**Material shown:**
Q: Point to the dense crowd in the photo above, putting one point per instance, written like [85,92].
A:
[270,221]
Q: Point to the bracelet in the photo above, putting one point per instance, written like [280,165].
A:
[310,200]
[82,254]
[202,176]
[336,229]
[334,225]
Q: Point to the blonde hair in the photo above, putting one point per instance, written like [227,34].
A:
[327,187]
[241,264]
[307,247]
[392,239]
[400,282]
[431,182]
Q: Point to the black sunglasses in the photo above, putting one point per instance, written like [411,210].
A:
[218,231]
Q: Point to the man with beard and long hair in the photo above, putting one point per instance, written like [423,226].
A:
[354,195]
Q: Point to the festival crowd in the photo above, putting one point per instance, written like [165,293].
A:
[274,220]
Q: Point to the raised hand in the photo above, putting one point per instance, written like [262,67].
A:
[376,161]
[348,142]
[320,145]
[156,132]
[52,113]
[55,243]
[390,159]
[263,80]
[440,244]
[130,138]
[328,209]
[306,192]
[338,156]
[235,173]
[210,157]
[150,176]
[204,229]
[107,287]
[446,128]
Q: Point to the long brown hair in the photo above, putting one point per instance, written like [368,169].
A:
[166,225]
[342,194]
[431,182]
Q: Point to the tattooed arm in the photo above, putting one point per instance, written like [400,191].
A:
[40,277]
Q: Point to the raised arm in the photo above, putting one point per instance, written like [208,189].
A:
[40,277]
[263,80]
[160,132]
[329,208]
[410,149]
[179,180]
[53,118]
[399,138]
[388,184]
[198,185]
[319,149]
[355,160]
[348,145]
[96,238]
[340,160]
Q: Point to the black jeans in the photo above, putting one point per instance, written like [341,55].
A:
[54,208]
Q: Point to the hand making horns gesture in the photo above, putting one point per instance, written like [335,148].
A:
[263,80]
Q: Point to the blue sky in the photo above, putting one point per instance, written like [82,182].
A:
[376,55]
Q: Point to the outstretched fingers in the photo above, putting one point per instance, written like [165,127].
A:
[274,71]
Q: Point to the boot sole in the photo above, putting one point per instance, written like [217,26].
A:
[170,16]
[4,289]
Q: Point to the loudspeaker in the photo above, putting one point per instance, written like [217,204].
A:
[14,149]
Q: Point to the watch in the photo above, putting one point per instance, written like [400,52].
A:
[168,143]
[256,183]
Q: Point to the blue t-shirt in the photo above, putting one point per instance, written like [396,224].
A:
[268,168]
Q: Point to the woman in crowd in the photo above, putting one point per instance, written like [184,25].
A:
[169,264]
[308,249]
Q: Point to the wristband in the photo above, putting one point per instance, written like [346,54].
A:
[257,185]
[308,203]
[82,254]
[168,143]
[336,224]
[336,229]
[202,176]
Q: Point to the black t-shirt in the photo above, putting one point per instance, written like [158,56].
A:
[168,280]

**Directions:**
Search the listing above for the string "shirt". Copy every line that contains it.

**Response to this exercise:**
Q: Point to the blue t-shirt in the photo above, putting one point per instance, written like [396,224].
Q: Point to the black t-shirt in the photo above, putting one point per instance, written like [158,56].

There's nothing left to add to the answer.